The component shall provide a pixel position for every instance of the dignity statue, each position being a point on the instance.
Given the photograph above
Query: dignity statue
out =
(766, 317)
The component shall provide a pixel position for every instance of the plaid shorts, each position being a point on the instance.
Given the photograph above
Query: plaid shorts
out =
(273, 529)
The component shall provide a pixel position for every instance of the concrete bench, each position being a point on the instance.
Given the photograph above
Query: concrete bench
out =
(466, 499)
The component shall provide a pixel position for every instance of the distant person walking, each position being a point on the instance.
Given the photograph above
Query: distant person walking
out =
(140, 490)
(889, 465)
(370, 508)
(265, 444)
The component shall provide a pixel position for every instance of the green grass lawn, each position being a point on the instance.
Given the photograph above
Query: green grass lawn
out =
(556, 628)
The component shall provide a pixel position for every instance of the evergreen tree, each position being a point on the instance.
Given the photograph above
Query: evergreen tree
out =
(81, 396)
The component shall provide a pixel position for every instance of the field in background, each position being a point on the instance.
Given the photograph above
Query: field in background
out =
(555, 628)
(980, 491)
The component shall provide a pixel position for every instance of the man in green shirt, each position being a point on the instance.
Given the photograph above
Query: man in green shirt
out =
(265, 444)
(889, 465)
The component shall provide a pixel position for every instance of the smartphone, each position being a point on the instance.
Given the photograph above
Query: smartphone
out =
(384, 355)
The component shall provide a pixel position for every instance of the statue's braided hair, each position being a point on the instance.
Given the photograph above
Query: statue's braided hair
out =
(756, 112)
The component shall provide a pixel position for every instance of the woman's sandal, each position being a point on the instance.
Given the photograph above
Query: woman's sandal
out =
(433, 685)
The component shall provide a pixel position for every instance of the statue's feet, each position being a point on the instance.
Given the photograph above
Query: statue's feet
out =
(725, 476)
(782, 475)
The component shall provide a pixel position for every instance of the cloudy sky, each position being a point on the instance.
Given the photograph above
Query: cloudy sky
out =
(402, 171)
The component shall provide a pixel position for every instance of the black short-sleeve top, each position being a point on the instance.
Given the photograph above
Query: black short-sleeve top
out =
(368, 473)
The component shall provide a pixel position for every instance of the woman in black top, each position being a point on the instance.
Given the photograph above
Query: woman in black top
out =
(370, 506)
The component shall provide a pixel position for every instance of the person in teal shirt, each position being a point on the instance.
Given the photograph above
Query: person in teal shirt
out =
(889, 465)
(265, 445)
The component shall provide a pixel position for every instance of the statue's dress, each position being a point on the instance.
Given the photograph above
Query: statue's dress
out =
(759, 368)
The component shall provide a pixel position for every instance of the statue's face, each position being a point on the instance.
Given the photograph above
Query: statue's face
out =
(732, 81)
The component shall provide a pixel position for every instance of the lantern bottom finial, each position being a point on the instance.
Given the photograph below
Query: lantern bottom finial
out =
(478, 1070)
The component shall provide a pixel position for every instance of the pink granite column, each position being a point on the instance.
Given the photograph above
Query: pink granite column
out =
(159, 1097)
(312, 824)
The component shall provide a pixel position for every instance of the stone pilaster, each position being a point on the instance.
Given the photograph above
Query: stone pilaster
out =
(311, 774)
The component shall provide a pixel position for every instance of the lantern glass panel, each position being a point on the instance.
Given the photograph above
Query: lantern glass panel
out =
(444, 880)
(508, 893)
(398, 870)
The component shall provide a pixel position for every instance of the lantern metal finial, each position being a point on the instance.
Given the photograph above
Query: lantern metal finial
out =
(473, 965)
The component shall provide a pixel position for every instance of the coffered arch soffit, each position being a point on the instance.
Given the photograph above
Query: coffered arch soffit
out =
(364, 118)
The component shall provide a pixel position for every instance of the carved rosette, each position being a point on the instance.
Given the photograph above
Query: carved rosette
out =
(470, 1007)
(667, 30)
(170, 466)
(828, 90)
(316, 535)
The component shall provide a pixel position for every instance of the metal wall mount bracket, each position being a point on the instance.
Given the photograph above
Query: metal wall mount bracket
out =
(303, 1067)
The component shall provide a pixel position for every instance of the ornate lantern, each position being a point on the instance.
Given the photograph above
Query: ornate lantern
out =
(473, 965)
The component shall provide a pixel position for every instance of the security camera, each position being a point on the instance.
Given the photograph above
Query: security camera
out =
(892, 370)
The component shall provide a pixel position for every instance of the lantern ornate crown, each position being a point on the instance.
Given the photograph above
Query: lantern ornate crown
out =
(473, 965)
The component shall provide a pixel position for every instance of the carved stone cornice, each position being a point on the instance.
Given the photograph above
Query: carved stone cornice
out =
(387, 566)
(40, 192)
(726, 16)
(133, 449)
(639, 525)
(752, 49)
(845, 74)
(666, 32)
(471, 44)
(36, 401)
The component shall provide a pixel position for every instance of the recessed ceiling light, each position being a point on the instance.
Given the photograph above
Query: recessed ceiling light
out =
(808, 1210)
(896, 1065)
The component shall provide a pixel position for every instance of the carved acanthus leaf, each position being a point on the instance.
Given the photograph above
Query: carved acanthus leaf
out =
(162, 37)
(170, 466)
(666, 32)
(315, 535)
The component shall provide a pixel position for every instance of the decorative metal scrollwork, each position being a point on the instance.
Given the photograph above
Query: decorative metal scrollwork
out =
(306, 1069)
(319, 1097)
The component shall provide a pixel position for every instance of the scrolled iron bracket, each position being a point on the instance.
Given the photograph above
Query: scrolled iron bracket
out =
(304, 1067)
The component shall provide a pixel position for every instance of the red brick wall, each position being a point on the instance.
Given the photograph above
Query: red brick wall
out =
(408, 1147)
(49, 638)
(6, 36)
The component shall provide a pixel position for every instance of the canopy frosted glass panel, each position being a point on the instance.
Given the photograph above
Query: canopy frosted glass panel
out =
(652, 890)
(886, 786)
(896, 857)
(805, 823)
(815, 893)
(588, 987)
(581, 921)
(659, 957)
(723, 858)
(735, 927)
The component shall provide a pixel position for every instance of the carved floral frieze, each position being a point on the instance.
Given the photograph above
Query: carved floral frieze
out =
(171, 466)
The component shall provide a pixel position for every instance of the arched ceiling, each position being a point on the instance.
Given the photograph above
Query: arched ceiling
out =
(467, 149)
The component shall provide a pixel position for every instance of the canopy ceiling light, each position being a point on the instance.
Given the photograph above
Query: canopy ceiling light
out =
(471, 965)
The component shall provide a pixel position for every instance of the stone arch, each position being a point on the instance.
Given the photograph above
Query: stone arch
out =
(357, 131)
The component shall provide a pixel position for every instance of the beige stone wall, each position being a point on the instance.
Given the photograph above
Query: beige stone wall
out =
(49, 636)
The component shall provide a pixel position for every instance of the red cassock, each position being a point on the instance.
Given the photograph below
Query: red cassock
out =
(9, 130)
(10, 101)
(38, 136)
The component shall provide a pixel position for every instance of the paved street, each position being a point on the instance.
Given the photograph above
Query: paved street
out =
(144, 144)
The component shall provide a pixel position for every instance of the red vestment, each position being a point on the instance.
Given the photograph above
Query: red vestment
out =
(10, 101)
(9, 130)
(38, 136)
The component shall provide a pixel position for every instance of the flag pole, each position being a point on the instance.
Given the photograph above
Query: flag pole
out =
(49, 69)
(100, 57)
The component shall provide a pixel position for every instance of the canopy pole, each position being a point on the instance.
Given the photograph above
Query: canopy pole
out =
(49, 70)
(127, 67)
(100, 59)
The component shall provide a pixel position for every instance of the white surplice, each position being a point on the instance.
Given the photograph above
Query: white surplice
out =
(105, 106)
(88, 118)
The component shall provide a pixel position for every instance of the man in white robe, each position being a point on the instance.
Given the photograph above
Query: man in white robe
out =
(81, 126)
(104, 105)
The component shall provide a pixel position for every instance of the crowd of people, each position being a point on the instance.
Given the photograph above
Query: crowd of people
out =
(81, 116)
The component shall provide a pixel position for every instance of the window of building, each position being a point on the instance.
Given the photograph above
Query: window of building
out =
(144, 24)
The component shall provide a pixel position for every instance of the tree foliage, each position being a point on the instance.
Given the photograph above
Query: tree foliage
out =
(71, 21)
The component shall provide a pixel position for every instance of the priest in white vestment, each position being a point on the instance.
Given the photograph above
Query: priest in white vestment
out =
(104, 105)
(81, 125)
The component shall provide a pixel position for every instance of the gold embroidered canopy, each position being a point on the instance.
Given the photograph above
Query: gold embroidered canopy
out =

· · · ·

PROBLEM STATEMENT: When a line above contains the string "braided", copy that line.

REPLY TO THE EXERCISE:
The component shall provide a pixel position for every instance of the statue's braided hair, each position being a point on the instance.
Query: statue's braided hair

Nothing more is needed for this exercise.